-- Exercise directions --
Copy out the material below word for word, leaving nothing out.
[Start]
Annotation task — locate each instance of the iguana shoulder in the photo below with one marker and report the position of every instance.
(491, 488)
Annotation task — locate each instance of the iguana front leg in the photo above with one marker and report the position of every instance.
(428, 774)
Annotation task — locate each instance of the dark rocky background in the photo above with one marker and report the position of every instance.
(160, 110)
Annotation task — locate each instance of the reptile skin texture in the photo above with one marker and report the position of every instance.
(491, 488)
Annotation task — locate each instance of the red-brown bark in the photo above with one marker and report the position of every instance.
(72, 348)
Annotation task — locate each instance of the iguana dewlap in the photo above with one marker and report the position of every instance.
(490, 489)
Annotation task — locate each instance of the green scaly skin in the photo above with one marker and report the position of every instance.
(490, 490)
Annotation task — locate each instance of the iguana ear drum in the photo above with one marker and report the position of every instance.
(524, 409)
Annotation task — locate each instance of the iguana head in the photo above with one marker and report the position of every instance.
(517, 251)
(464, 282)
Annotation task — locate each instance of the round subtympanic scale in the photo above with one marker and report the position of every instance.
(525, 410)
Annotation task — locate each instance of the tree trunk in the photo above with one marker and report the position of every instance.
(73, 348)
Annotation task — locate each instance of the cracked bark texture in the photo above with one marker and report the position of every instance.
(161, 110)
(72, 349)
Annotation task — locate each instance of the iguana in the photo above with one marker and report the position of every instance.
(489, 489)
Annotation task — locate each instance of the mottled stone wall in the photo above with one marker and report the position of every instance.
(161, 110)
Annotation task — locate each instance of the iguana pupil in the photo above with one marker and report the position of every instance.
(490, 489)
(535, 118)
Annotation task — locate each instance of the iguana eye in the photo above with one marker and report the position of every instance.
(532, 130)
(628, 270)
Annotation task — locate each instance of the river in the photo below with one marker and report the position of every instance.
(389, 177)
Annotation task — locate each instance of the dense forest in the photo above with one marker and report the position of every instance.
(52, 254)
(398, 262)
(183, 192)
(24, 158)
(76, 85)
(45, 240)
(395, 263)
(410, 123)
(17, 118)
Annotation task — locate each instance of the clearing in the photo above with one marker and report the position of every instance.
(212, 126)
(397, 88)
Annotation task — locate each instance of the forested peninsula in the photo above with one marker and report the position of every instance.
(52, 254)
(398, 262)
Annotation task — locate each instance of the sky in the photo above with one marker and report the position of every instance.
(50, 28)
[End]
-- Response to this exercise --
Annotation task — locate each instance of the iguana shoulder in the photo below with one marker and report the position of every instance.
(491, 488)
Annotation task — locate each instance of the iguana front leg in the photo above with one marker and report the position of every instance.
(428, 774)
Annotation task — locate each instance of the dark rocky background in the photo above with one marker and report the position of every instance.
(160, 110)
Annotation task — locate each instance of the reptile skin texture in the photo above with one marker and report the position of every instance.
(491, 488)
Annotation task — locate each instance of the red-brown bark in the photo above with one marker and report the position of every instance.
(72, 348)
Annotation task — locate each instance of the iguana dewlap in the photo above with one marker and report the position of every instance.
(490, 489)
Annotation task — locate each instance of the green scaly skin in the photo above with one marker and report the position of every instance.
(490, 490)
Annotation task — locate each instance of the iguana ear drum in the photo above with one marker and report the position of every instance.
(524, 409)
Annotation task — locate each instance of the iguana head in the photo above with one marker and report the position of every instance.
(517, 251)
(464, 282)
Annotation task — locate each instance of the round subtympanic scale in the photo above with one marker and report the position of every instance.
(525, 410)
Annotation task — locate each instance of the tree trunk in the photo above with one marker and report the position of every instance.
(73, 348)
Annotation task — locate each instance of the cracked bark texture in the photo above with one marker and report the position of every instance.
(161, 110)
(72, 349)
Annotation task — locate each instance of the iguana in the photo above with one marker and report the position of every instance.
(489, 489)
Annotation task — locate each instance of the mottled stone wall in the photo above with one marker and report the position of every instance.
(161, 110)
Annotation task — locate each instance of the iguana pupil in the photo above with one marker and report the position of every instance.
(490, 489)
(535, 118)
Annotation task — locate each instance of the iguana eye in the photo above with one marker and report the position of every instance.
(532, 130)
(628, 270)
Annotation task — locate each instance of the river in the photo below with one marker and report the position of every instance.
(389, 177)
Annotation task — locate each instance of the dense forest in the photo above with one marker and report the position of every instance.
(52, 254)
(398, 262)
(183, 192)
(24, 158)
(76, 85)
(45, 240)
(395, 263)
(410, 123)
(17, 118)
Annotation task — locate each instance of the clearing in the photo above with one marker and report the position of every instance.
(212, 126)
(397, 88)
Annotation task — locate each instance of the forested peninsula in the photo above with one marker and report the position of every instance.
(52, 254)
(398, 262)
Annotation task — locate each instance of the sky in the photo above with one marker and report the position of every instance.
(50, 28)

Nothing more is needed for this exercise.